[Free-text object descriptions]
····················

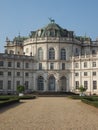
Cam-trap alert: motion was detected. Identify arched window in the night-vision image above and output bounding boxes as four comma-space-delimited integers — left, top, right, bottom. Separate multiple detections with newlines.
61, 48, 66, 60
38, 48, 43, 60
49, 48, 55, 60
37, 76, 44, 91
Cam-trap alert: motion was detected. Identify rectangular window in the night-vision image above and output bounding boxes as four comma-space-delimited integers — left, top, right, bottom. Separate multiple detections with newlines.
62, 63, 65, 70
0, 71, 3, 76
0, 80, 3, 89
8, 62, 12, 67
92, 50, 96, 54
84, 72, 87, 76
75, 73, 79, 76
39, 63, 42, 70
75, 63, 79, 68
93, 72, 96, 76
17, 62, 20, 68
25, 63, 29, 68
0, 61, 4, 66
93, 81, 97, 89
17, 72, 20, 76
50, 63, 54, 70
25, 81, 29, 90
92, 62, 96, 67
16, 81, 20, 86
25, 72, 29, 77
75, 81, 79, 89
8, 72, 11, 76
84, 81, 88, 89
84, 62, 87, 68
8, 80, 11, 90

····················

Task. Once you find the line containing "Cam-trap alert: motion was detected. Identify rectangular", copy it and every line after it through the end of the records, exactly and nothing else.

Expected answer.
Cam-trap alert: motion was detected. Identify rectangular window in the night-vision image above and output bounding boxes as four comma-space-delimited integers — left, top, right, bottom. Separate multiple detections with newlines.
62, 63, 65, 70
0, 71, 3, 76
0, 80, 3, 89
8, 62, 12, 67
92, 50, 96, 54
84, 72, 87, 76
75, 73, 79, 76
39, 63, 42, 70
75, 63, 79, 68
93, 72, 96, 76
17, 62, 20, 68
25, 63, 29, 68
0, 61, 4, 66
93, 81, 97, 89
17, 72, 20, 76
50, 63, 54, 70
25, 81, 29, 90
92, 62, 96, 67
16, 81, 20, 86
25, 72, 29, 77
75, 81, 79, 89
8, 72, 11, 76
84, 81, 88, 89
84, 62, 87, 68
8, 80, 11, 90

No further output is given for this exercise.